# [WORK TO DO]
Starting from the line containing "the small tree.", write out every remaining line exactly, the last one included.

— START OF RECORDS —

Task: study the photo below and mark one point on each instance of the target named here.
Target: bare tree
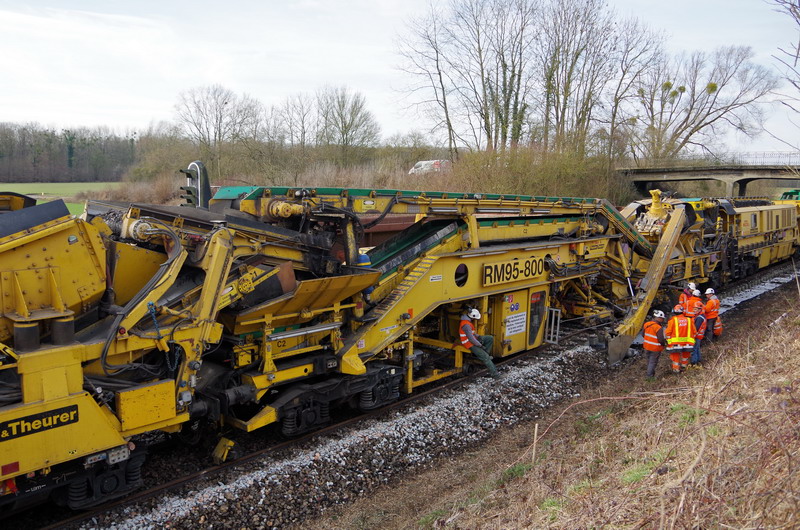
(637, 50)
(689, 101)
(423, 51)
(576, 49)
(788, 58)
(345, 122)
(213, 115)
(472, 62)
(298, 112)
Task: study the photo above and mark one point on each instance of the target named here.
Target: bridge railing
(762, 158)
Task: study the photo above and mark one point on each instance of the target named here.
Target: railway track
(572, 332)
(212, 471)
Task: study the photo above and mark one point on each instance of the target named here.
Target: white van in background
(430, 166)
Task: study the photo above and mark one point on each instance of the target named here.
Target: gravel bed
(286, 489)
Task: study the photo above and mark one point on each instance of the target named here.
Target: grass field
(47, 191)
(55, 189)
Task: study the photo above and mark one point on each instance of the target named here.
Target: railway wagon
(259, 308)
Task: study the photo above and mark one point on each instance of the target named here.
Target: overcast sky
(123, 63)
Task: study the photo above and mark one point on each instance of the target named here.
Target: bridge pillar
(742, 191)
(729, 187)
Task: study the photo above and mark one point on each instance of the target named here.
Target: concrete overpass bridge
(736, 170)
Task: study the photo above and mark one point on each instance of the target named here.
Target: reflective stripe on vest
(463, 336)
(712, 307)
(701, 331)
(683, 329)
(693, 307)
(651, 336)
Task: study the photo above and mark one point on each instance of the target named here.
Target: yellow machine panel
(510, 321)
(145, 404)
(39, 435)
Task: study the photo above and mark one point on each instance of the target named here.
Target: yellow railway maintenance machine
(261, 310)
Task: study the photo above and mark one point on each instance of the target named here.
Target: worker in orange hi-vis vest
(712, 314)
(479, 345)
(718, 327)
(694, 305)
(680, 339)
(700, 330)
(686, 294)
(654, 340)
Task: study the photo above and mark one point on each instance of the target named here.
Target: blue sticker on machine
(38, 422)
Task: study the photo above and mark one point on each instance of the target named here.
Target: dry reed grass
(718, 448)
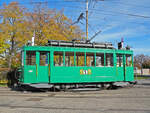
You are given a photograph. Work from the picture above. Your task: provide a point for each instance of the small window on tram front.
(30, 58)
(69, 59)
(90, 59)
(58, 58)
(119, 60)
(129, 60)
(99, 59)
(109, 59)
(80, 59)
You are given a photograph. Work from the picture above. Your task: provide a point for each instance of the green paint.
(64, 74)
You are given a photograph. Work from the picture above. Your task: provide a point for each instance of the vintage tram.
(63, 62)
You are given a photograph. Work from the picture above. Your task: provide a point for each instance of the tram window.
(99, 59)
(30, 58)
(90, 59)
(69, 59)
(44, 58)
(128, 60)
(22, 58)
(80, 59)
(109, 59)
(119, 60)
(58, 58)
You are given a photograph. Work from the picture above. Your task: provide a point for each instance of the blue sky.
(129, 19)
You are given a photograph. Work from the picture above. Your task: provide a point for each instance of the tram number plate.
(85, 72)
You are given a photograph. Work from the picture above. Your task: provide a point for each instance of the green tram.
(62, 63)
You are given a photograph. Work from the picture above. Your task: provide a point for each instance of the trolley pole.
(87, 19)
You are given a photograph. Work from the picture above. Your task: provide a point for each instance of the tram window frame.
(90, 62)
(119, 59)
(111, 61)
(80, 57)
(30, 57)
(101, 61)
(46, 60)
(129, 63)
(69, 59)
(58, 54)
(22, 58)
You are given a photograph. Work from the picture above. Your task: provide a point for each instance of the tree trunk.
(11, 53)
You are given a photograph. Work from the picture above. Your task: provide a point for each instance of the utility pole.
(87, 19)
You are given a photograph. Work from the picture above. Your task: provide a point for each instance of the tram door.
(129, 68)
(120, 67)
(43, 67)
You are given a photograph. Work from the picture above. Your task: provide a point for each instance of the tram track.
(100, 109)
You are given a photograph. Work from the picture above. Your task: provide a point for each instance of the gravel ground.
(134, 99)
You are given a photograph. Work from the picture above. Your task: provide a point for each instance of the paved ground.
(123, 100)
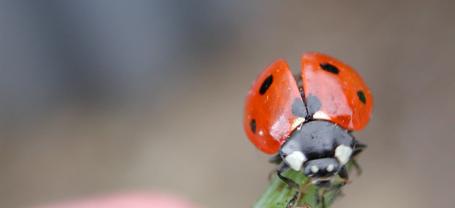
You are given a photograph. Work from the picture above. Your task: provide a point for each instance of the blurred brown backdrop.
(106, 96)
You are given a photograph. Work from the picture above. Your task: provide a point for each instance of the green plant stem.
(278, 193)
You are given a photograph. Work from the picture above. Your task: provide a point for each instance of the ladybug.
(307, 120)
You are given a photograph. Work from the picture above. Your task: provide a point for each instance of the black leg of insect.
(276, 159)
(283, 167)
(357, 149)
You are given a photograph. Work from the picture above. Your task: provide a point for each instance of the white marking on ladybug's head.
(314, 169)
(295, 160)
(343, 154)
(280, 128)
(330, 168)
(321, 115)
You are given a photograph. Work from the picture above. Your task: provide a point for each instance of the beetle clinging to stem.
(307, 120)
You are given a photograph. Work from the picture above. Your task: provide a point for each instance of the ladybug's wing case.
(274, 108)
(334, 91)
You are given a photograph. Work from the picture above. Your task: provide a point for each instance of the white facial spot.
(314, 169)
(295, 160)
(261, 133)
(321, 115)
(297, 122)
(330, 168)
(343, 154)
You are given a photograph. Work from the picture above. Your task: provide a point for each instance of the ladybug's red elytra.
(307, 120)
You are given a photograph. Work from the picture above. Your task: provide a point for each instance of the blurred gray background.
(105, 96)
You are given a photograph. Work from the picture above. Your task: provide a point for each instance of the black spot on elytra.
(266, 84)
(330, 68)
(298, 108)
(362, 96)
(313, 104)
(253, 125)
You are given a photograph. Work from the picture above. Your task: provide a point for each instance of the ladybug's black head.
(320, 149)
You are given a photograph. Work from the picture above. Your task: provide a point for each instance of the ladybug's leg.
(276, 159)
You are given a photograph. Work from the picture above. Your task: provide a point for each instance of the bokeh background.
(100, 97)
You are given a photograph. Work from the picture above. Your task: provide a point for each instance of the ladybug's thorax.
(324, 146)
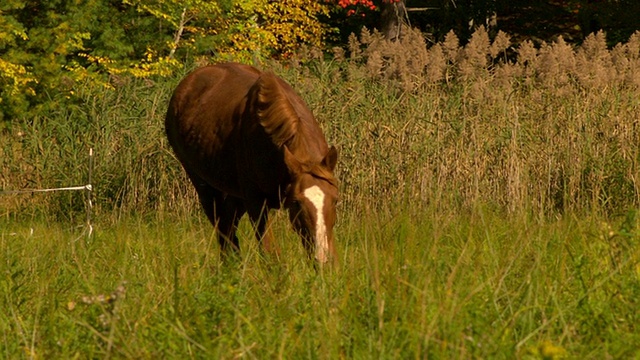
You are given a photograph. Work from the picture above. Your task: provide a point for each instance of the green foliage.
(50, 49)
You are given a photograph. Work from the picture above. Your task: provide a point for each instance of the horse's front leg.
(259, 214)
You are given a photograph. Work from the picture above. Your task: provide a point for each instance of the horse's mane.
(275, 111)
(281, 122)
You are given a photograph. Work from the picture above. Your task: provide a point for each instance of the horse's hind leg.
(224, 213)
(259, 215)
(229, 211)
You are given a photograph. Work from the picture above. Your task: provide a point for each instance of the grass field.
(410, 285)
(488, 210)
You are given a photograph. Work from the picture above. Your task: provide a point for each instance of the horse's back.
(203, 114)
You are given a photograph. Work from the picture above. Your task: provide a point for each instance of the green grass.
(486, 212)
(409, 285)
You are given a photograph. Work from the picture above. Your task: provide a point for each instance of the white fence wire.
(88, 188)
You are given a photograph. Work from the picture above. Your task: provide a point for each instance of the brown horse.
(249, 144)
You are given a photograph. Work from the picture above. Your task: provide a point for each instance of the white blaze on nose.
(316, 196)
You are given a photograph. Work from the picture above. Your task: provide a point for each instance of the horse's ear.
(294, 166)
(331, 158)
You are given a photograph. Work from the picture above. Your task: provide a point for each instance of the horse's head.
(311, 200)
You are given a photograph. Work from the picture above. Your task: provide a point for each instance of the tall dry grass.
(547, 130)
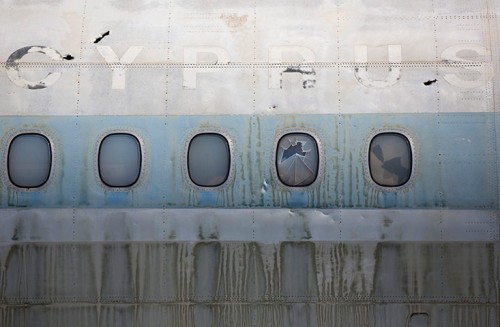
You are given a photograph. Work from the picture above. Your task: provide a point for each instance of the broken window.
(297, 159)
(390, 159)
(119, 160)
(209, 159)
(29, 160)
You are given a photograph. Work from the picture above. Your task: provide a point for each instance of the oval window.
(209, 160)
(390, 159)
(119, 160)
(297, 159)
(29, 160)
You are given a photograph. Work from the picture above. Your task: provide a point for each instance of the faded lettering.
(119, 69)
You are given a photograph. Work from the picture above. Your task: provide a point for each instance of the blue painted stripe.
(455, 162)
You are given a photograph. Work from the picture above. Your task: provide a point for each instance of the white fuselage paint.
(192, 67)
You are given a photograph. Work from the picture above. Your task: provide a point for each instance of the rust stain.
(233, 20)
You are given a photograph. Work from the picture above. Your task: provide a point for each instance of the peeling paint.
(13, 71)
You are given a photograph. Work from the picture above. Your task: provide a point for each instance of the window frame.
(411, 143)
(139, 140)
(51, 164)
(321, 158)
(187, 174)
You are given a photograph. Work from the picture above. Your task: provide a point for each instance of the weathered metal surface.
(343, 251)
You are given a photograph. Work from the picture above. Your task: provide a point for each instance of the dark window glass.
(390, 159)
(209, 159)
(29, 160)
(297, 159)
(120, 160)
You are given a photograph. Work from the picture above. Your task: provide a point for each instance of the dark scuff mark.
(36, 87)
(308, 74)
(293, 150)
(99, 39)
(430, 82)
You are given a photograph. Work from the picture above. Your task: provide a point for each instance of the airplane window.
(29, 160)
(119, 160)
(390, 159)
(297, 159)
(208, 159)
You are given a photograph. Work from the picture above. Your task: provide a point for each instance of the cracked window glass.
(120, 160)
(390, 159)
(29, 160)
(208, 159)
(297, 159)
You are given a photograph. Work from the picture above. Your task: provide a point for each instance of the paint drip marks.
(246, 272)
(308, 75)
(430, 82)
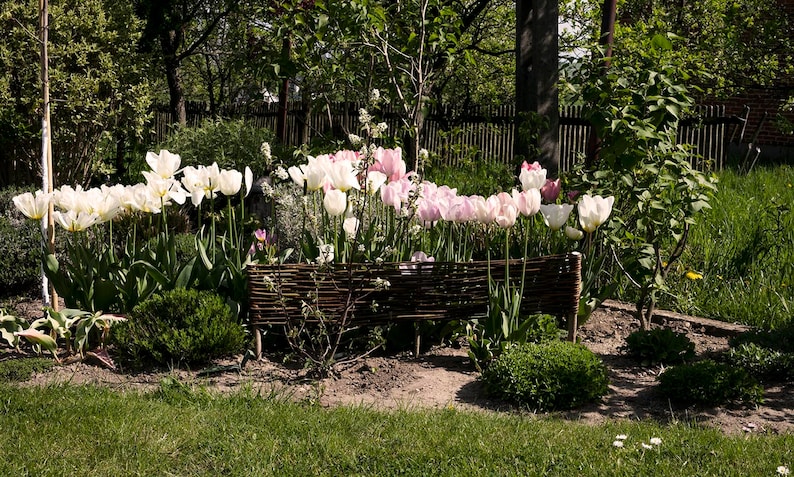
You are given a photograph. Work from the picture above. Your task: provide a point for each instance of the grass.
(744, 250)
(71, 430)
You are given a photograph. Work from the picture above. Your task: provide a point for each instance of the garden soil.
(444, 377)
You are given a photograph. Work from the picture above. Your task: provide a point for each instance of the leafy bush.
(20, 252)
(20, 269)
(709, 383)
(473, 175)
(179, 326)
(660, 346)
(780, 339)
(14, 370)
(545, 376)
(233, 144)
(763, 363)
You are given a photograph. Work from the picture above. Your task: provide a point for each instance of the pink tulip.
(550, 191)
(486, 209)
(535, 166)
(528, 201)
(390, 195)
(460, 210)
(390, 162)
(428, 211)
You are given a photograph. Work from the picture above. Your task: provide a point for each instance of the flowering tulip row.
(342, 175)
(79, 209)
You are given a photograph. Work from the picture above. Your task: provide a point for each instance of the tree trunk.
(537, 73)
(169, 41)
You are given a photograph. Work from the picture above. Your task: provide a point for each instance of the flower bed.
(369, 294)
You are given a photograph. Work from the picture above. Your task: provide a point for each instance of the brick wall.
(770, 101)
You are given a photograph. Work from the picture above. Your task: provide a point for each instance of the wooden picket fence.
(480, 132)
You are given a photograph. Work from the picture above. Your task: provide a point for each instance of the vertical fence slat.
(488, 131)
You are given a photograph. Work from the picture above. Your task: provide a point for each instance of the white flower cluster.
(381, 284)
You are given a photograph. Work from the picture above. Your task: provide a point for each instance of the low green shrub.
(233, 144)
(20, 249)
(20, 257)
(180, 326)
(15, 370)
(659, 346)
(473, 175)
(546, 376)
(709, 383)
(765, 364)
(780, 339)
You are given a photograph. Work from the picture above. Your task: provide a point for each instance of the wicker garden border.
(436, 291)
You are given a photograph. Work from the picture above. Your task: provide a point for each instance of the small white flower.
(381, 284)
(265, 150)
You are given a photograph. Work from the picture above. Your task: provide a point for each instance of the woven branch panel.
(418, 291)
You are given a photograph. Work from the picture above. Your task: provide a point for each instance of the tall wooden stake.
(46, 148)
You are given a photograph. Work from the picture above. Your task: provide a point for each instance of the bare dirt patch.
(445, 377)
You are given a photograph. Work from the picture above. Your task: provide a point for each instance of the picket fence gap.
(479, 132)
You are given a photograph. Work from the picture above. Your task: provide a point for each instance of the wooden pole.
(46, 147)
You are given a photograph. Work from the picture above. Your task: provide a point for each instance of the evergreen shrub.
(550, 375)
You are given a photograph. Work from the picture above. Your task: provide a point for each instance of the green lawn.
(69, 430)
(744, 250)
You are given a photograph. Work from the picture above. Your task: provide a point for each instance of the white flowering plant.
(98, 272)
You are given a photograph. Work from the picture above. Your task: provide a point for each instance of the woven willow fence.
(290, 293)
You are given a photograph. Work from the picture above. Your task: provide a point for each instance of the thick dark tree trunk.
(537, 72)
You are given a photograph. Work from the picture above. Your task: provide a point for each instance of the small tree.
(636, 112)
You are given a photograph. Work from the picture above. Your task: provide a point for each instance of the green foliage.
(709, 383)
(660, 346)
(765, 364)
(22, 369)
(233, 144)
(544, 376)
(780, 339)
(741, 251)
(472, 175)
(636, 109)
(20, 248)
(180, 326)
(98, 84)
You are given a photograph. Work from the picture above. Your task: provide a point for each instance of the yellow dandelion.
(694, 275)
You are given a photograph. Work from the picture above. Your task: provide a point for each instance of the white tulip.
(573, 233)
(335, 202)
(34, 207)
(594, 211)
(75, 221)
(532, 179)
(350, 226)
(230, 181)
(555, 215)
(164, 164)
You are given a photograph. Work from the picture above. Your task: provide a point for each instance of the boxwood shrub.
(553, 375)
(180, 326)
(709, 383)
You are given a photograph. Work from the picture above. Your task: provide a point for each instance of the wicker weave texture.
(417, 291)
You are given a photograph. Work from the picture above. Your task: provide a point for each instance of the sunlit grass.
(66, 430)
(744, 250)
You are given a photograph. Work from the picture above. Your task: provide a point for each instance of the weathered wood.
(439, 291)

— END OF RECORDS —

# [SOLUTION TO THIS EXERCISE]
You are given a photograph. Work from the picture above. Your task: provide a point for each instance of the small tree.
(636, 112)
You are given a photograph. Work from the picture above. Your task: provide a point for each instance of the green foliage.
(709, 383)
(660, 346)
(765, 364)
(22, 369)
(233, 144)
(544, 376)
(780, 339)
(741, 251)
(472, 175)
(636, 109)
(20, 248)
(180, 326)
(98, 84)
You are given a photograph. Work from the picture above. Your task: provide a point for each instance of the yellow dandelion.
(694, 275)
You are given a photograph. Work from the picture above. Your task: provide a point for each instance of the white tulip.
(573, 233)
(335, 202)
(34, 207)
(594, 211)
(75, 221)
(532, 179)
(350, 226)
(230, 181)
(555, 215)
(164, 164)
You are given a photograph. Work from the picture above. Your task: provide a point for each instance of the boxwood shrub.
(553, 375)
(180, 326)
(709, 383)
You are given a photograph. Work from the picture above. Your task: provide a point for each instance of the wicker weave texture.
(417, 291)
You are given a photograph. Work from the picture above. Your task: provide a point for each instance of the sunlit grass.
(66, 430)
(744, 250)
You are given a photograph. Work from the picture above. Your task: provide a point for each instance of the weathered wood.
(439, 291)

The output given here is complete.